▶

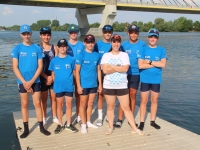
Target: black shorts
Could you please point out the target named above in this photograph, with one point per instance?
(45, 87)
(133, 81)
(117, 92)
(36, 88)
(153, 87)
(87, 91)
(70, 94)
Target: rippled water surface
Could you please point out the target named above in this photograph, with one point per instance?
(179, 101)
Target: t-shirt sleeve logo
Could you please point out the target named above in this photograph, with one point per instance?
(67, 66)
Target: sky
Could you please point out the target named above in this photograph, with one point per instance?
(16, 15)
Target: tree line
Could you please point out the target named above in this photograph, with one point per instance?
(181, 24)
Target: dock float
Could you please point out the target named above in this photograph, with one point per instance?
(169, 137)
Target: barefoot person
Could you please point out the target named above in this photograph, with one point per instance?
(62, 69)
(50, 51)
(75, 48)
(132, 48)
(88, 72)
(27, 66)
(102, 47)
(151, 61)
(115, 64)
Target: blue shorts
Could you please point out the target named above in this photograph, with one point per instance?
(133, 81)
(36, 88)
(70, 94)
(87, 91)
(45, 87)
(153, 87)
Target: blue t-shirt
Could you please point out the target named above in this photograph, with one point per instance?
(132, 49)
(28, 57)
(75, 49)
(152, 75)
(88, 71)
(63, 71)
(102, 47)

◀
▶

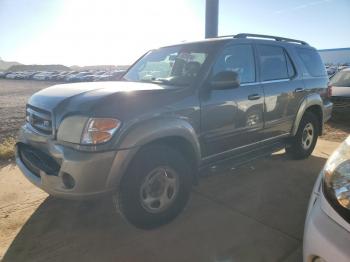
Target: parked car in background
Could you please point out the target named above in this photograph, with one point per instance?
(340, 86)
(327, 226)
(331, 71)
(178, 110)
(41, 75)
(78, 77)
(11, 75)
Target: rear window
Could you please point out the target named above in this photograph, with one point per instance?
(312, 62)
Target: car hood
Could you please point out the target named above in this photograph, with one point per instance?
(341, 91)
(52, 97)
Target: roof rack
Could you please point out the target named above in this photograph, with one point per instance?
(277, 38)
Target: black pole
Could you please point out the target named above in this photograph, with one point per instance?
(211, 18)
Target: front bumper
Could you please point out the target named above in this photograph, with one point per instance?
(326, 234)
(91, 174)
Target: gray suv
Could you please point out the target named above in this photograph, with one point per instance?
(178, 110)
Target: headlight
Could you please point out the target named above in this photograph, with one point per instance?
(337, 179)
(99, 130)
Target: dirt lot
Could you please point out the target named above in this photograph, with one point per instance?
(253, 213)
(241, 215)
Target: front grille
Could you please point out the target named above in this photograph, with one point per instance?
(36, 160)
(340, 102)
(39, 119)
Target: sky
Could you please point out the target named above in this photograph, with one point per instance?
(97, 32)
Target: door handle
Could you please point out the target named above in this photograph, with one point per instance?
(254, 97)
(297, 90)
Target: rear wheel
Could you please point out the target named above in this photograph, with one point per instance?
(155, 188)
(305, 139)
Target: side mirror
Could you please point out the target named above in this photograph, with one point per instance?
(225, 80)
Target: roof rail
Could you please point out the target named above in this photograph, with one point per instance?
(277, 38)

◀

Working from the records above, write out verbatim only the lines from the line containing "Target: parked car in background" through the line containing "Target: car hood".

Target: parked car in background
Could you please point out the target named above in this photograph, with one point per instance?
(340, 86)
(327, 226)
(331, 71)
(178, 110)
(41, 75)
(78, 77)
(11, 75)
Target: rear window
Could you please point out the target named above in this photograph, with one point per instance?
(312, 62)
Target: car hood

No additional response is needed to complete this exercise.